Repeat the lines below word for word, leaving the pictures out of your answer.

== Working data

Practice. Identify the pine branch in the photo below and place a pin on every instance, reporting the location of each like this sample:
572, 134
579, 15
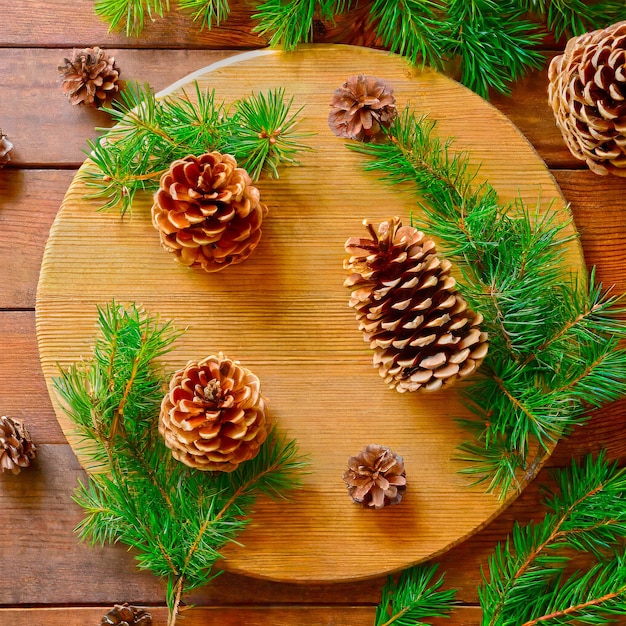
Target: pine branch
176, 518
542, 373
151, 133
413, 597
526, 582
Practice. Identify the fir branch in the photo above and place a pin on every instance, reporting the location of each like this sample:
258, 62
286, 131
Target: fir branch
413, 597
542, 373
526, 582
150, 133
207, 12
176, 518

====

__Completed task__
Practice. Identify the pine branch in the photo below and place a pin on every instance, reporting the location of each like this sample:
572, 134
579, 15
Target: pine branch
176, 518
542, 373
151, 133
413, 597
526, 582
Practice. Identify the fir branch in the photo above and place a pin on every instance, reporting the location of each like this sample:
258, 62
286, 131
Target: fir branch
413, 597
542, 373
526, 582
150, 133
207, 12
176, 518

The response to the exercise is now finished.